### Your instructions
In the records below, locate the line containing "of the chrome"; output that line and every following line through the last, exactly.

### Extracted records

-.-.-

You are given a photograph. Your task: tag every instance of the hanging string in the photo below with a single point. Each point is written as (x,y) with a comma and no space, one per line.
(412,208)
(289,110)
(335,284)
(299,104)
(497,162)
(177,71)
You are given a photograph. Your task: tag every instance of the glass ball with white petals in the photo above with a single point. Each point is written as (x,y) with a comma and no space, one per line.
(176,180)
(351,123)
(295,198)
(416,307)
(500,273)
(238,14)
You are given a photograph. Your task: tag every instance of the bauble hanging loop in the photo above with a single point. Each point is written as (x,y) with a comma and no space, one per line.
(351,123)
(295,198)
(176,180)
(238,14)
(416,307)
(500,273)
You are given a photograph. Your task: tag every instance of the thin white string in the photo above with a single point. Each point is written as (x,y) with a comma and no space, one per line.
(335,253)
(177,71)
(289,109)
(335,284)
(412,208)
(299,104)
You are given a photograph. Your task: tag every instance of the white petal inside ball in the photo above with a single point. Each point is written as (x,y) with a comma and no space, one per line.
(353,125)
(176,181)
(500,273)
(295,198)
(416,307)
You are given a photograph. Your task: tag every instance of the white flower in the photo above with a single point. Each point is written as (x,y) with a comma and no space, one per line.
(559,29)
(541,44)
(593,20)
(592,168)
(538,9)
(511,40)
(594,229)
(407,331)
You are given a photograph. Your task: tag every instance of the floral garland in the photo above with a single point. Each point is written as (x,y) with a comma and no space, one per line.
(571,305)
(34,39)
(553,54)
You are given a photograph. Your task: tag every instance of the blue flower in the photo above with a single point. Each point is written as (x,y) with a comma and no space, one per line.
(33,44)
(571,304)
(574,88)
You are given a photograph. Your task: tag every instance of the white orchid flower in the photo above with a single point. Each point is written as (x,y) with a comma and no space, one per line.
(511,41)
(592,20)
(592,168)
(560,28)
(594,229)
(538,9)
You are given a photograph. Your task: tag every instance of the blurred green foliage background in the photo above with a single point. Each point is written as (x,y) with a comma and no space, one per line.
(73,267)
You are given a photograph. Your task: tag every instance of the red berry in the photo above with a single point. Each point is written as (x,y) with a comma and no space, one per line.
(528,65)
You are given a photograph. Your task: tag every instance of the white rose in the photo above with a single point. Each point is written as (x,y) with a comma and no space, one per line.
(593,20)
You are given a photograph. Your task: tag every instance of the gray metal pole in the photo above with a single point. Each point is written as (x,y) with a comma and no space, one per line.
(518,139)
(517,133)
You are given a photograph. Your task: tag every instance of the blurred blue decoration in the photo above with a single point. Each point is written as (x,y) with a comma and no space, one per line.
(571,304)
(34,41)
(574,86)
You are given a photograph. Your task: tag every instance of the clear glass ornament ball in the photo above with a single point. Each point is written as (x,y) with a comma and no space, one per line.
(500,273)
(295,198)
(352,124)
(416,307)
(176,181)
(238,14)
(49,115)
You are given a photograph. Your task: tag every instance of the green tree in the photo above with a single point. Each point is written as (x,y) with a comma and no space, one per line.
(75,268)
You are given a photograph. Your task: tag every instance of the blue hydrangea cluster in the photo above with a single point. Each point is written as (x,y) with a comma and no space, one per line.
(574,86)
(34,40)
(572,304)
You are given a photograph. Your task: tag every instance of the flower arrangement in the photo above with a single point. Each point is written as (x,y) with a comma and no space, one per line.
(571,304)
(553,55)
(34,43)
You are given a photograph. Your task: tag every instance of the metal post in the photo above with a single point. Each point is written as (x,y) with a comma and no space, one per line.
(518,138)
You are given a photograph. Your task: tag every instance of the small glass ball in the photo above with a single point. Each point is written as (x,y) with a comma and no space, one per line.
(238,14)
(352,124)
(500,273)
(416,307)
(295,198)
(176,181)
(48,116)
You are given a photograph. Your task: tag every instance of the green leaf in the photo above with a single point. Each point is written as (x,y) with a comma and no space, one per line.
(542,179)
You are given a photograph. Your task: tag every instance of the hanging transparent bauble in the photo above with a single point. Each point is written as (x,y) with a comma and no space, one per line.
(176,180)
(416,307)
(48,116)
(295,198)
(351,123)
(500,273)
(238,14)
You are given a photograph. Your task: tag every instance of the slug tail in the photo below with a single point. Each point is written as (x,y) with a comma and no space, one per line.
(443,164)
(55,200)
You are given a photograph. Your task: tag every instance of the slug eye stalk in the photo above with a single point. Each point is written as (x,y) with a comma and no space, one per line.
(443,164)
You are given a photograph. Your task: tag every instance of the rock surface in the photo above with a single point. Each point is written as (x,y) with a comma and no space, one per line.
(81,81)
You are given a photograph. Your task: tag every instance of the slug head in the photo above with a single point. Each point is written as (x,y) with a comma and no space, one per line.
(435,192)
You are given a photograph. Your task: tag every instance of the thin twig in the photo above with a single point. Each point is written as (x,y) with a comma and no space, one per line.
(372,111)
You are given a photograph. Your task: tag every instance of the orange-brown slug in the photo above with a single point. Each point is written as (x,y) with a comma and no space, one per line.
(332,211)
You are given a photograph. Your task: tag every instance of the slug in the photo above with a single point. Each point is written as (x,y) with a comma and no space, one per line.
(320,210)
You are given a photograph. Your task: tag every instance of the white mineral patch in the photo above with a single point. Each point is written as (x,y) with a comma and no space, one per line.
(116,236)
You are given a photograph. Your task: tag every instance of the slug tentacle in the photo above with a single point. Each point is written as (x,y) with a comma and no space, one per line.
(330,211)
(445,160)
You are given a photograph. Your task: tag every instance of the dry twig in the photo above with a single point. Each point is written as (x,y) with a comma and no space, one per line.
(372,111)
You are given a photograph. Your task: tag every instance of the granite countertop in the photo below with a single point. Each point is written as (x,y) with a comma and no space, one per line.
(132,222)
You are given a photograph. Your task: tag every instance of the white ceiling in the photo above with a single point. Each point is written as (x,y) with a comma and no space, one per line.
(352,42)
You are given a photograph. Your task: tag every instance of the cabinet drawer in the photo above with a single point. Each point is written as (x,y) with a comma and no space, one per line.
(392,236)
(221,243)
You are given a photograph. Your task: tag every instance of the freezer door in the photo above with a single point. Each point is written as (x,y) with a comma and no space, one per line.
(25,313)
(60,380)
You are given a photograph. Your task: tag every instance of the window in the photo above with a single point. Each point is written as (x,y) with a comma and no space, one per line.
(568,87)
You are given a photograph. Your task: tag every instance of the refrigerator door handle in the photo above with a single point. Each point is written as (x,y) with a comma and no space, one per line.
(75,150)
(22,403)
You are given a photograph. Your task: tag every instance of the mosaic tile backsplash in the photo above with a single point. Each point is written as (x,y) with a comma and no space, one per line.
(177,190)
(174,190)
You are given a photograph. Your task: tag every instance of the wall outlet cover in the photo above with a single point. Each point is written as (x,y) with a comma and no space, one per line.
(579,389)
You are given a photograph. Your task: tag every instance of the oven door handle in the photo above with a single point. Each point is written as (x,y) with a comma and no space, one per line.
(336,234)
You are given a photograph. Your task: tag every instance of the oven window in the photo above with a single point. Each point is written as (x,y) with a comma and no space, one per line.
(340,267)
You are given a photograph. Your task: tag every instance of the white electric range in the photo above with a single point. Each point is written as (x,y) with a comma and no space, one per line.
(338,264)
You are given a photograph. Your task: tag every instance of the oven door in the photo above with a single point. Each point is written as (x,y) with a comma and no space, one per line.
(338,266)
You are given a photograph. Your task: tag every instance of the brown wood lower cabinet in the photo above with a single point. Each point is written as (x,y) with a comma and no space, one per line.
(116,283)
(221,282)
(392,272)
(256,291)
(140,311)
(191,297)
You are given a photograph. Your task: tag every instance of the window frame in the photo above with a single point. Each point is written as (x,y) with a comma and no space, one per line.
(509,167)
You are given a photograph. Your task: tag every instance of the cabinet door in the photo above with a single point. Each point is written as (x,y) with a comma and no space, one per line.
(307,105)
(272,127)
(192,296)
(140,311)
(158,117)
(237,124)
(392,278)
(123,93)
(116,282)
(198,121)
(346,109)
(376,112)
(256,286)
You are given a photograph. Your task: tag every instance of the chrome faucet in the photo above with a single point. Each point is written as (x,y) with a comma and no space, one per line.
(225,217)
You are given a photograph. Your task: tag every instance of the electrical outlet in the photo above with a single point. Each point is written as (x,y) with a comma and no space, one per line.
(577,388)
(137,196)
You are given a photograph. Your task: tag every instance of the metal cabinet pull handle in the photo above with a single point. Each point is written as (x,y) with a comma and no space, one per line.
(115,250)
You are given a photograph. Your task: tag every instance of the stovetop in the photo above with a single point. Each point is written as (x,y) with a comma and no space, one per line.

-.-.-

### Full answer
You are given a photograph. Your task: tag every instance of the chrome faucet in the photo above with a single point. Each point is written as (x,y) with a comma and no space, one per line.
(225,217)
You are given a photograph. Your task: tag every instance of the electrical outlet in the photo above with a single point. Each point is written as (x,y) with a comma and no space, one per line.
(577,388)
(137,196)
You are given a photograph. Your task: tag every instance of the metal cabinet pull handle in the photo above with a single point. Each point is written as (x,y) with a comma and no space, one per line.
(115,250)
You are given a photograph. Your task: tag every instance of the stovetop in the photo above with a single point. Each point is written as (x,y) with a comma and no space, one per line.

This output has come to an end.